▶ [Dataset records]:
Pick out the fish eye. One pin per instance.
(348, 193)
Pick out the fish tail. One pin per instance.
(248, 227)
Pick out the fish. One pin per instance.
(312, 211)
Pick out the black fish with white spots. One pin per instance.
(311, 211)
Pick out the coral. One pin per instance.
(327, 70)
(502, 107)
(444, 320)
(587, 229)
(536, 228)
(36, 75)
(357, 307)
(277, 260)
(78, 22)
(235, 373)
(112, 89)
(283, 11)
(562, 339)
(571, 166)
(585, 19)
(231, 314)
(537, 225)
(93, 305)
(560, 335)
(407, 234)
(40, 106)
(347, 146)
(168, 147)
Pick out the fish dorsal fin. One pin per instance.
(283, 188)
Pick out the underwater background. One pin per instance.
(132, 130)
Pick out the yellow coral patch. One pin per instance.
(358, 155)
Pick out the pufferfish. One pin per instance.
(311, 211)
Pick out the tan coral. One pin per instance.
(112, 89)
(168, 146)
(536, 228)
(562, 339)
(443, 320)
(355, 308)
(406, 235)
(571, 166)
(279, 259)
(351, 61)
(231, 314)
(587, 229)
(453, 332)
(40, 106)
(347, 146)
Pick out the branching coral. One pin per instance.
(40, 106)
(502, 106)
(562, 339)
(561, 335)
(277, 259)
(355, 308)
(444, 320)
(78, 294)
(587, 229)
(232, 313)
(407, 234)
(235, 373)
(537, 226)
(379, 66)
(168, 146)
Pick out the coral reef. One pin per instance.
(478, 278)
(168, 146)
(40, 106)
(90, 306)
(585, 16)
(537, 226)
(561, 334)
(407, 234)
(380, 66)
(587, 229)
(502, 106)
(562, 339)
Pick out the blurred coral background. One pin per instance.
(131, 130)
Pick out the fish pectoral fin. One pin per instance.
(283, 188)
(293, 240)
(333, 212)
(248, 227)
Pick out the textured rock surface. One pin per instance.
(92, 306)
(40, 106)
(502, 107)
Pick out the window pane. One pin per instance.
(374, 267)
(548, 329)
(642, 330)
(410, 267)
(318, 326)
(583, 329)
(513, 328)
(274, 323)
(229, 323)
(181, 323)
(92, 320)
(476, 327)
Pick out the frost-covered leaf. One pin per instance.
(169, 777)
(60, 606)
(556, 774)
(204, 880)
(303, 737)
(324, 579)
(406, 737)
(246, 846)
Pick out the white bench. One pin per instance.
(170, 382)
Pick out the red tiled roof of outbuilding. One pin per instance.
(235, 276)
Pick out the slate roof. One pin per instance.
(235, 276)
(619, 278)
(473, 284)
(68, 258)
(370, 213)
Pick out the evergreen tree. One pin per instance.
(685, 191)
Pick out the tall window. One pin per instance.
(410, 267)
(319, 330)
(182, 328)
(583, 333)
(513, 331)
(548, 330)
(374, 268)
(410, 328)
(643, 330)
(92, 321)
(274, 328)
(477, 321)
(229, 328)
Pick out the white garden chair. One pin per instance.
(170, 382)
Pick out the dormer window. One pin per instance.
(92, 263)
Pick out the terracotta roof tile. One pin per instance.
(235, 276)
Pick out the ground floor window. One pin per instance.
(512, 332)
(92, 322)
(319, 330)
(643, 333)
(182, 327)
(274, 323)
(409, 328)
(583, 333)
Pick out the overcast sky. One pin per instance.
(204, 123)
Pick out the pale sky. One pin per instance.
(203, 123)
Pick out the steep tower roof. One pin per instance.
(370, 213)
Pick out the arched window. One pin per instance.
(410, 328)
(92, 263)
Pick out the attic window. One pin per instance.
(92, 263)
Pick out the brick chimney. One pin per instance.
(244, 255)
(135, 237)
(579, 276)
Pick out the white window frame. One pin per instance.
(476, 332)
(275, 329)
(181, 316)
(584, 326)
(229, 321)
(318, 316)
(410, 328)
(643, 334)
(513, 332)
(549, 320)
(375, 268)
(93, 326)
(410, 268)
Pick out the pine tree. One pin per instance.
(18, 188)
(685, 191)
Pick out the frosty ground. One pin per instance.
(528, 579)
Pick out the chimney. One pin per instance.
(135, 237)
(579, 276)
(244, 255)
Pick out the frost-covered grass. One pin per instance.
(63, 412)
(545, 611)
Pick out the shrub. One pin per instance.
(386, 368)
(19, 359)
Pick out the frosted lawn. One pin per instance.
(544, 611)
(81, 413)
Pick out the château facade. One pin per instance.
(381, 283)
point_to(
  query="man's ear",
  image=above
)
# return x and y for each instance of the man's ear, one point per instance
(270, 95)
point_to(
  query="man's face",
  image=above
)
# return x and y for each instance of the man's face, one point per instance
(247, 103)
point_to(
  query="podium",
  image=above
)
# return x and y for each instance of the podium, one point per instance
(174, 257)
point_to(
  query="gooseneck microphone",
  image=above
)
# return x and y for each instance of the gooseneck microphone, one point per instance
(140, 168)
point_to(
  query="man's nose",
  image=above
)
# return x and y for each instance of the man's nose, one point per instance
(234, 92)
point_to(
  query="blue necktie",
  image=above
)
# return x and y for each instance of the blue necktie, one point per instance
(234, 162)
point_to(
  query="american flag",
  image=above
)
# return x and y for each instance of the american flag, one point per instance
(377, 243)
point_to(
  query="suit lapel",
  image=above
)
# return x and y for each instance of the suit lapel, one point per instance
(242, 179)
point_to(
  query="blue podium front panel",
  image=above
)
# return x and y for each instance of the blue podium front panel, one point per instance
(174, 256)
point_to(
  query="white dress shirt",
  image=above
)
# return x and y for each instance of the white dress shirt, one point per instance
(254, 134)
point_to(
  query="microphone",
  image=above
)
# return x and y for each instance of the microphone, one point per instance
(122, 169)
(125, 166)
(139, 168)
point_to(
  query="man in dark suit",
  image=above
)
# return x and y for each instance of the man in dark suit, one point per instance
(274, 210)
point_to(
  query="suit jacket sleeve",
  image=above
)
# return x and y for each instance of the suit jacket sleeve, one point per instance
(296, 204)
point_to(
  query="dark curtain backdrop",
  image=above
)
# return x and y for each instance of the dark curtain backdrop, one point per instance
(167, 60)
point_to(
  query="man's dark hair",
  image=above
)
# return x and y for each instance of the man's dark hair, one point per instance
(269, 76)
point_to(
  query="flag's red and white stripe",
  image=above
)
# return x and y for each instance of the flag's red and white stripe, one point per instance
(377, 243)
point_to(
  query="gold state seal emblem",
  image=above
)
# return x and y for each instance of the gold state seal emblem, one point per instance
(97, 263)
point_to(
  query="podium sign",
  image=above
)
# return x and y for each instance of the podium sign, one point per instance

▶ [Aim]: Quote the entire listing above exactly.

▶ [Response to the exercise]:
Pick out the fish eye. One pin per instance.
(348, 193)
Pick out the fish tail. One pin per instance.
(248, 227)
Pick out the fish. One pin per instance.
(312, 211)
Pick out the black fish with white spots. One pin per instance.
(311, 211)
Pick out the coral. One pin per instance.
(327, 70)
(502, 107)
(444, 320)
(587, 229)
(536, 228)
(36, 75)
(357, 307)
(277, 260)
(78, 22)
(235, 373)
(112, 89)
(283, 11)
(562, 339)
(571, 166)
(585, 19)
(231, 314)
(537, 225)
(93, 305)
(560, 335)
(407, 234)
(40, 106)
(347, 146)
(168, 147)
Pick out the fish dorsal fin. One pin per instance.
(283, 188)
Pick out the underwater background. One pin per instance.
(132, 130)
Pick out the yellow coral patch. One pin per instance.
(358, 155)
Pick out the pufferfish. One pin per instance.
(311, 211)
Pick out the tan coral. One pin per instance.
(112, 89)
(168, 146)
(536, 228)
(562, 339)
(443, 320)
(355, 308)
(406, 235)
(571, 166)
(279, 259)
(351, 61)
(231, 314)
(587, 229)
(453, 332)
(40, 106)
(347, 146)
Pick out the branching coral. One pin per instance.
(40, 106)
(502, 106)
(562, 339)
(561, 335)
(277, 259)
(355, 308)
(444, 320)
(78, 294)
(587, 229)
(232, 313)
(407, 234)
(235, 373)
(537, 226)
(379, 66)
(168, 146)
Pick out the coral reef. One pin per instance.
(478, 278)
(168, 146)
(40, 106)
(90, 306)
(585, 16)
(537, 226)
(561, 334)
(407, 234)
(380, 66)
(587, 229)
(502, 106)
(562, 339)
Pick out the blurred coral background. One pin per instance.
(131, 130)
Pick out the fish pectoral fin. One pin per instance.
(283, 188)
(293, 240)
(333, 212)
(248, 227)
Pick out the textured rock surface. One pin per instance.
(92, 306)
(40, 106)
(502, 107)
Pick out the window pane. One pin per instance.
(374, 267)
(548, 329)
(642, 330)
(410, 267)
(318, 326)
(583, 329)
(513, 328)
(274, 323)
(229, 323)
(181, 323)
(92, 320)
(476, 327)
Pick out the frost-covered leaf. One pin per instance.
(169, 777)
(60, 606)
(556, 774)
(204, 880)
(303, 737)
(324, 579)
(406, 737)
(246, 846)
Pick out the white bench. One pin per instance.
(170, 382)
Pick out the red tiled roof of outbuilding. One pin per instance.
(235, 276)
Pick out the slate roof. One pin per instance.
(235, 276)
(619, 278)
(473, 284)
(68, 258)
(370, 213)
Pick out the evergreen tree. One pin per instance.
(685, 191)
Pick out the tall window. One pin per instance.
(410, 267)
(319, 330)
(182, 328)
(583, 333)
(513, 331)
(548, 330)
(374, 268)
(410, 328)
(643, 330)
(92, 321)
(274, 328)
(477, 321)
(229, 328)
Pick out the white garden chair. One pin per instance.
(170, 382)
Pick out the dormer window. One pin per instance.
(92, 263)
Pick out the terracotta roof tile. One pin per instance.
(235, 276)
Pick out the ground floor window. One pin per instance.
(512, 332)
(92, 322)
(319, 330)
(643, 333)
(182, 327)
(274, 323)
(409, 328)
(583, 333)
Pick out the overcast sky. One pin per instance.
(204, 123)
Pick out the pale sky. One pin per instance.
(203, 123)
Pick out the steep tower roof. One pin per instance.
(370, 213)
Pick out the arched window. One pin per instance.
(410, 328)
(92, 263)
Pick out the attic window. One pin per instance.
(92, 263)
Pick out the brick chimney. One pin per instance.
(244, 255)
(135, 237)
(579, 276)
Pick out the white window frame. One pin per instance.
(476, 332)
(275, 329)
(181, 316)
(584, 326)
(229, 321)
(318, 316)
(410, 328)
(643, 334)
(513, 332)
(549, 320)
(375, 268)
(93, 326)
(410, 268)
Pick out the pine tree. One pin per instance.
(18, 188)
(685, 191)
Pick out the frosty ground. One pin per instance.
(528, 579)
Pick out the chimney. One pin per instance.
(135, 237)
(579, 276)
(244, 255)
Pick out the frost-covered grass. One pin per instance.
(63, 412)
(545, 611)
Pick out the shrub. One pin per instance.
(386, 368)
(19, 359)
Pick out the frosted lawn. One pin per instance.
(544, 611)
(81, 413)
Pick out the château facade. One pin per instance.
(381, 283)
point_to(
  query="man's ear",
  image=above
)
# return x and y for each instance of the man's ear, one point per instance
(270, 95)
point_to(
  query="man's face",
  image=above
)
# return x and y for each instance of the man's face, one point per instance
(247, 103)
point_to(
  query="podium",
  image=above
)
# return x and y for each instance of the podium, one point per instance
(174, 257)
point_to(
  query="gooseneck microphone",
  image=above
)
# return x and y for each instance of the gooseneck microphone, one point per instance
(140, 168)
point_to(
  query="man's nose",
  image=above
)
# return x and y for each instance of the man's nose, one point per instance
(234, 92)
point_to(
  query="blue necktie",
  image=above
)
# return x and y for each instance of the blue necktie, one point per instance
(234, 162)
point_to(
  query="american flag",
  image=above
)
# return x and y for each instance of the american flag, one point per instance
(377, 243)
point_to(
  query="suit lapel",
  image=above
)
# return x and y for each instance of the suit lapel, one point per instance
(242, 179)
point_to(
  query="blue podium front panel",
  image=above
)
# return x and y for each instance of the blue podium front panel, one point per instance
(174, 256)
point_to(
  query="white dress shirt",
  image=above
)
# return x and y for each instance of the white dress shirt, one point per instance
(254, 134)
point_to(
  query="microphone",
  image=above
)
# return x and y for each instance of the microphone, one point per instance
(122, 169)
(125, 166)
(139, 168)
point_to(
  query="man in dark suit",
  image=above
)
# return x and y for each instance of the man in dark suit, one point per instance
(274, 210)
point_to(
  query="suit jacket sleeve",
  image=above
)
# return x and y for each instance of the suit jacket sleeve, one point per instance
(296, 204)
point_to(
  query="dark curtain backdrop",
  image=above
)
# return x and y for each instance of the dark curtain backdrop, one point per instance
(167, 60)
point_to(
  query="man's dark hair",
  image=above
)
# return x and y for each instance of the man's dark hair, one point per instance
(269, 76)
point_to(
  query="flag's red and white stripe",
  image=above
)
# return x and y for each instance of the flag's red and white stripe, one point per instance
(377, 243)
point_to(
  query="gold state seal emblem",
  image=above
)
# return x and y for each instance of the gold state seal emblem, one point per instance
(97, 263)
point_to(
  query="podium sign",
  image=above
)
# return x and y for each instance of the podium sign, one point per instance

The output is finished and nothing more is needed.